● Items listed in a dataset
== == ==

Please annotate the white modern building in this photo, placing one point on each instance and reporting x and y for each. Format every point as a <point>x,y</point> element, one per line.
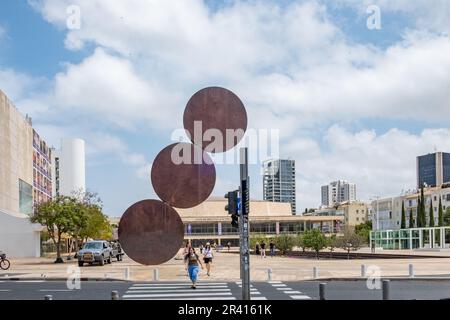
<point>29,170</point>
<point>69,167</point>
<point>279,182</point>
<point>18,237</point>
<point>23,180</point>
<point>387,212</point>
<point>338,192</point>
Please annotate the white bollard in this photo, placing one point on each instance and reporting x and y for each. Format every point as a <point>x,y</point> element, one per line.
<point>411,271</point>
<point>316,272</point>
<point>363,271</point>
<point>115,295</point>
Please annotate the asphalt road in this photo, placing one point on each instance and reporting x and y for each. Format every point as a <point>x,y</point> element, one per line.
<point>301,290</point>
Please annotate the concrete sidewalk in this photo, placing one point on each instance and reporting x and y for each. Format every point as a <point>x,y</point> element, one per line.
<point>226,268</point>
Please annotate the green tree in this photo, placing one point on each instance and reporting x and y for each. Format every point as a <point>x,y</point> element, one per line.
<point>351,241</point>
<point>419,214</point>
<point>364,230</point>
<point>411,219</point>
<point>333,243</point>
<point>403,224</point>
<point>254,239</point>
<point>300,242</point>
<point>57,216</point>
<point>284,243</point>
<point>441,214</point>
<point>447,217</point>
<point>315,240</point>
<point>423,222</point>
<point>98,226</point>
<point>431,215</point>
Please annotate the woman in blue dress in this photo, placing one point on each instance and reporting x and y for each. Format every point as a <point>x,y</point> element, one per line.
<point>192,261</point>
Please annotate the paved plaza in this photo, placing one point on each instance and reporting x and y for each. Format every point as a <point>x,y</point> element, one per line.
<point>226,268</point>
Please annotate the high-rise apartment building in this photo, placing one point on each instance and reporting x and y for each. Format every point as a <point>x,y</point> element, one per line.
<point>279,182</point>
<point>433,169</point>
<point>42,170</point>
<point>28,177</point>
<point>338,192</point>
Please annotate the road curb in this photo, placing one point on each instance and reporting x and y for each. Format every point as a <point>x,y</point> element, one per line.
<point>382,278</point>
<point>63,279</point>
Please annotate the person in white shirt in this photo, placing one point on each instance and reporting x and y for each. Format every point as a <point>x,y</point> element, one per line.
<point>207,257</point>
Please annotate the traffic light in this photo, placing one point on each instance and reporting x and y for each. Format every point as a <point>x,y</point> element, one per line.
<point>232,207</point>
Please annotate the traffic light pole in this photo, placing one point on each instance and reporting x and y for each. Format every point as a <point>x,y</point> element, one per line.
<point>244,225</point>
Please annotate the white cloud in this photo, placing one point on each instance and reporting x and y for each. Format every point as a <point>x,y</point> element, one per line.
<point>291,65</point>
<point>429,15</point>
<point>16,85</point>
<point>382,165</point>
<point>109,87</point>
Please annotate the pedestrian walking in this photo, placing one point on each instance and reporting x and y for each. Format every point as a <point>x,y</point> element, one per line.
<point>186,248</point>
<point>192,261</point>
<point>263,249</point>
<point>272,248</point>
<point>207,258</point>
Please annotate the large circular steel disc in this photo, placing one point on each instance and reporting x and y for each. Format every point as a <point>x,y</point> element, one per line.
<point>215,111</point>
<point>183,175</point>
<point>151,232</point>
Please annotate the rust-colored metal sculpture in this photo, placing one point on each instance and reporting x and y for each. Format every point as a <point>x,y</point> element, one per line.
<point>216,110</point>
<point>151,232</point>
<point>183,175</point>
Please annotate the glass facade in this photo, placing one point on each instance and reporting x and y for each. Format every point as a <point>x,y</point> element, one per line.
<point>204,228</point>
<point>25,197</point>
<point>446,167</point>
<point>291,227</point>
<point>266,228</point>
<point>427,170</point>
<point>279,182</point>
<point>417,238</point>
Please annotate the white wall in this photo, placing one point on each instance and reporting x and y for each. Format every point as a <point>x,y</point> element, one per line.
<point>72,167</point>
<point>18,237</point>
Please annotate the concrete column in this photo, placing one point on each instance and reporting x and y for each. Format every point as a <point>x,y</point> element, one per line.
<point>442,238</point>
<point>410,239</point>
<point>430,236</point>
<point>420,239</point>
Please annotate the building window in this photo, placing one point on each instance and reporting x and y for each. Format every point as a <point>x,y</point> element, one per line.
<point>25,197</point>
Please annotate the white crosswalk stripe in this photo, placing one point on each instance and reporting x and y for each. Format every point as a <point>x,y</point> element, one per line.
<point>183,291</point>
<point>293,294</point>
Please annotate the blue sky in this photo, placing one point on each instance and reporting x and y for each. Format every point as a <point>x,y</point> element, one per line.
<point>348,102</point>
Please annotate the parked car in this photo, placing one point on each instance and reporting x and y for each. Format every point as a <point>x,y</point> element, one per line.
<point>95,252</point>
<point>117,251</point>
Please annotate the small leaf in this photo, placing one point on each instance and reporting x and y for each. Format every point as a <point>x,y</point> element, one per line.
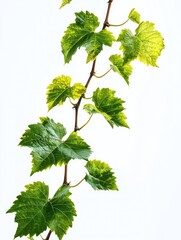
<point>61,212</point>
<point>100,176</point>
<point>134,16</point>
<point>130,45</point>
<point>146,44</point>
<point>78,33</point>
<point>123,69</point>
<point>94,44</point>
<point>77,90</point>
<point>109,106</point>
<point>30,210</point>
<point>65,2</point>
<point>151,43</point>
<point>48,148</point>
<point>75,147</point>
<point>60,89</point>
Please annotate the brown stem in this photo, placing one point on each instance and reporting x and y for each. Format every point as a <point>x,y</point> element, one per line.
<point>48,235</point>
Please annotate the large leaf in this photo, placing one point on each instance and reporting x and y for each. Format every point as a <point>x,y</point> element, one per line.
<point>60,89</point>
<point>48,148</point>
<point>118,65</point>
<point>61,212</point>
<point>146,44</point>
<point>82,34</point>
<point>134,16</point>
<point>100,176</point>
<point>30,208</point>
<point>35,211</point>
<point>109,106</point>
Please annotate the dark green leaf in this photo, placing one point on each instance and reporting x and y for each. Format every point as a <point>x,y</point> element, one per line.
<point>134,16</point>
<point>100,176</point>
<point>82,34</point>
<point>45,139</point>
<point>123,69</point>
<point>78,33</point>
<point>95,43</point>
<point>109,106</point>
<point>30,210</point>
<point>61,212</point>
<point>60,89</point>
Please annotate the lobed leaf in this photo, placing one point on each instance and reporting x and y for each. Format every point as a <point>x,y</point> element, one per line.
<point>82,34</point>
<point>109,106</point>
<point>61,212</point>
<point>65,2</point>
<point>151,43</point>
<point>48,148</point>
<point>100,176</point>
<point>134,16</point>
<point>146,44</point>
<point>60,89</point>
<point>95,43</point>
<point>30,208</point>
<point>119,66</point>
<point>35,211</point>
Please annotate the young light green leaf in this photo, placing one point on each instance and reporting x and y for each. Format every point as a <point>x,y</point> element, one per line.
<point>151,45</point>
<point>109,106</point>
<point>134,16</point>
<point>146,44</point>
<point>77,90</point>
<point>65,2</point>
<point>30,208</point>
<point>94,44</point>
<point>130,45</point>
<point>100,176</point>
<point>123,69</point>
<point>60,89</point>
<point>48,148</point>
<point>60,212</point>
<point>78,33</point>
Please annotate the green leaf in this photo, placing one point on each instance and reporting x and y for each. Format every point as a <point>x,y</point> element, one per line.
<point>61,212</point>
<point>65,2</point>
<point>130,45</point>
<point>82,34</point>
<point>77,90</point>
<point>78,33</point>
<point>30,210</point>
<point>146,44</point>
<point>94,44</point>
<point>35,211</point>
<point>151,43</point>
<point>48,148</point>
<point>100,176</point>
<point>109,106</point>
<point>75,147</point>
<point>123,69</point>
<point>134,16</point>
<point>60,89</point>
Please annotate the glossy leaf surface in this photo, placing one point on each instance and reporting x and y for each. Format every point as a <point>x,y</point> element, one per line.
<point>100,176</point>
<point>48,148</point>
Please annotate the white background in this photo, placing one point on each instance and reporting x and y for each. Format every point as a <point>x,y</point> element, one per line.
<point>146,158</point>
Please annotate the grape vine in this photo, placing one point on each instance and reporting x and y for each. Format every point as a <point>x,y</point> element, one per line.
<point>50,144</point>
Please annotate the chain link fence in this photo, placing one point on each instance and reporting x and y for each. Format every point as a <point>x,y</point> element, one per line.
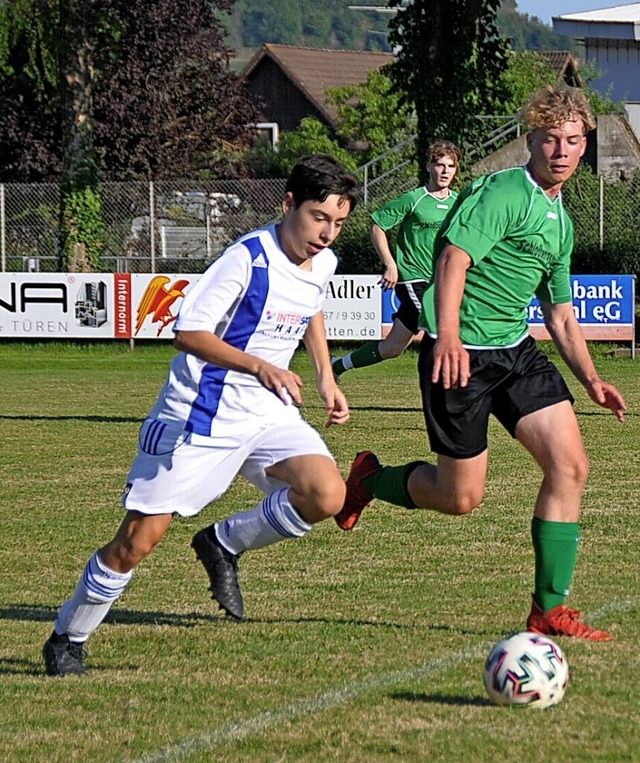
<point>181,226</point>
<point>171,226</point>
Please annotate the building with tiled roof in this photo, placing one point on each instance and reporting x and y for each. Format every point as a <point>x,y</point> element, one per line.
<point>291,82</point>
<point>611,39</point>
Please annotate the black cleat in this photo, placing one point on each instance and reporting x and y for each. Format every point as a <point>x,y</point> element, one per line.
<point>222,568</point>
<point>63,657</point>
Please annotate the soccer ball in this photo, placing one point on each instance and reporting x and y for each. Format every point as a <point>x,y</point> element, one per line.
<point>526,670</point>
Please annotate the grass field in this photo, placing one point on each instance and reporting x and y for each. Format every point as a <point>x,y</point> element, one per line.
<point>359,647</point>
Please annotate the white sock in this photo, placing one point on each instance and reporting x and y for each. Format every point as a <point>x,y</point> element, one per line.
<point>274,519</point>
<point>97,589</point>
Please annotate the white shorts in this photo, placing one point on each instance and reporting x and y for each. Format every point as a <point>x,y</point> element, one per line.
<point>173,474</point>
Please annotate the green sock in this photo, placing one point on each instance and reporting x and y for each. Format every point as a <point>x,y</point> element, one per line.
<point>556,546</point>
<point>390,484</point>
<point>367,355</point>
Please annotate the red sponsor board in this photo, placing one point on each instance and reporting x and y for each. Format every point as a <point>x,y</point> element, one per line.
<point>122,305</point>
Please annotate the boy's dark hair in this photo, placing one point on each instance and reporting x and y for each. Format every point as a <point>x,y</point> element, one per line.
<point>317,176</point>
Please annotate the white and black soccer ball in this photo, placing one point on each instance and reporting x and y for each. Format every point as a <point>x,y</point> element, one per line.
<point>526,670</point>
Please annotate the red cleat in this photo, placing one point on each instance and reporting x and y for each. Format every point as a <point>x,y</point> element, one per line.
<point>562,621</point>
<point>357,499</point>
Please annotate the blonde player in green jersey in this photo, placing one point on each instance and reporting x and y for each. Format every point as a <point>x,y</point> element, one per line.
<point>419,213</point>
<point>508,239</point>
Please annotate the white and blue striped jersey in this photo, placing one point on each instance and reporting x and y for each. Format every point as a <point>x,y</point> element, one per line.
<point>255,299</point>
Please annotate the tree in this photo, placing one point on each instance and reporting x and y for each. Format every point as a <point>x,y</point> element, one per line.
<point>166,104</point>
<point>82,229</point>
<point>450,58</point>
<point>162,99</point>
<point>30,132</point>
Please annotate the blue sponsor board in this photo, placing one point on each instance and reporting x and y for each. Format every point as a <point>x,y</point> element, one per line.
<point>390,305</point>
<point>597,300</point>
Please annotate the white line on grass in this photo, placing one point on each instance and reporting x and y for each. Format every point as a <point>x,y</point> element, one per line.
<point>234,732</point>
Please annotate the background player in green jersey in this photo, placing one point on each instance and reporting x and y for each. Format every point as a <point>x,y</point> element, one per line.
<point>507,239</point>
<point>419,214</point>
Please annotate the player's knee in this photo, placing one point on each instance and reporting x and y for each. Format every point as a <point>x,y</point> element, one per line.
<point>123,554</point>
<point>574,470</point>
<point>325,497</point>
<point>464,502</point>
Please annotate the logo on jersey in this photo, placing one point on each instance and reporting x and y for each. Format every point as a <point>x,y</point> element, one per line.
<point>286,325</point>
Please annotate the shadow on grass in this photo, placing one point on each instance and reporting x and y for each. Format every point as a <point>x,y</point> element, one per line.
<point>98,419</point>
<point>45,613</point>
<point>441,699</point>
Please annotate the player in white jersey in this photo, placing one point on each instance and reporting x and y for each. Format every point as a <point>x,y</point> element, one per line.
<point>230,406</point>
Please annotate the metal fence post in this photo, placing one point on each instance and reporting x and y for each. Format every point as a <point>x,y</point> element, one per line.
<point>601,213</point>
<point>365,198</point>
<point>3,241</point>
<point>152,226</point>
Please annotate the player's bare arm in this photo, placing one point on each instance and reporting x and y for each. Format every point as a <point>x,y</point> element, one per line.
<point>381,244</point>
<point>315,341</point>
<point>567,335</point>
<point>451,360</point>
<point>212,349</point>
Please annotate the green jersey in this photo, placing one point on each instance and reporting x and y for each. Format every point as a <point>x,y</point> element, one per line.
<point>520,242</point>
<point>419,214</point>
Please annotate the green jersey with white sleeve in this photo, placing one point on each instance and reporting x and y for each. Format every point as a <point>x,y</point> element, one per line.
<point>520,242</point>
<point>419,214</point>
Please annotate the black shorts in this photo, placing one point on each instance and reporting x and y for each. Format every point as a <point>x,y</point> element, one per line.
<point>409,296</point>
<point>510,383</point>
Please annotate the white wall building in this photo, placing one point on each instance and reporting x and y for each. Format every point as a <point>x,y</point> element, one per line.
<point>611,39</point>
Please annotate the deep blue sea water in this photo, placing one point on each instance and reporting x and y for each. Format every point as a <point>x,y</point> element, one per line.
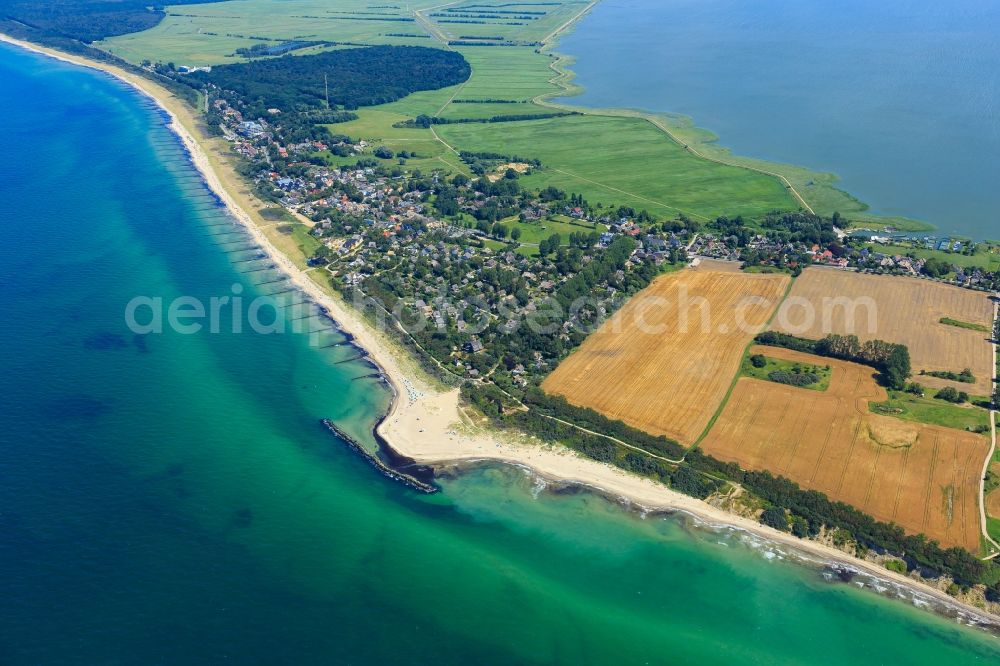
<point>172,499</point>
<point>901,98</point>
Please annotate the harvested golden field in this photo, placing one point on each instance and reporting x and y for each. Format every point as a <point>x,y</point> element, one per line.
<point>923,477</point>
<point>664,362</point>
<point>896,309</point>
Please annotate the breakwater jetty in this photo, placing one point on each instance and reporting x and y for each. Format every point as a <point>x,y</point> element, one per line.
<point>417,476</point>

== == ==

● Work to complete
Extract exactly the lines from the one containing "Please annotate the white wall building" through the last line of the records above, both included, and leave out the pictures.

● Result for this exercise
Please annotate the white wall building in this photo, placing one point on each instance and reporting x and y for each. Format every point as a <point>x,y</point> element, one per line.
<point>611,39</point>
Please annotate the deep blue sea water in this photo, placing one point on each instance and reporting x and y for each. Format every point as a <point>x,y</point> element, one per line.
<point>172,499</point>
<point>901,98</point>
Please annotate the harvested golden field in this photo, placing one point on each instance and reporting x and y for each. Format every point as a <point>x,y</point> element, one per line.
<point>923,477</point>
<point>664,362</point>
<point>896,309</point>
Please annotate the breakwater jetty in this photo, placing one point on each instance and reporting x and y for each. Format every point as a <point>x,y</point> element, one per line.
<point>417,476</point>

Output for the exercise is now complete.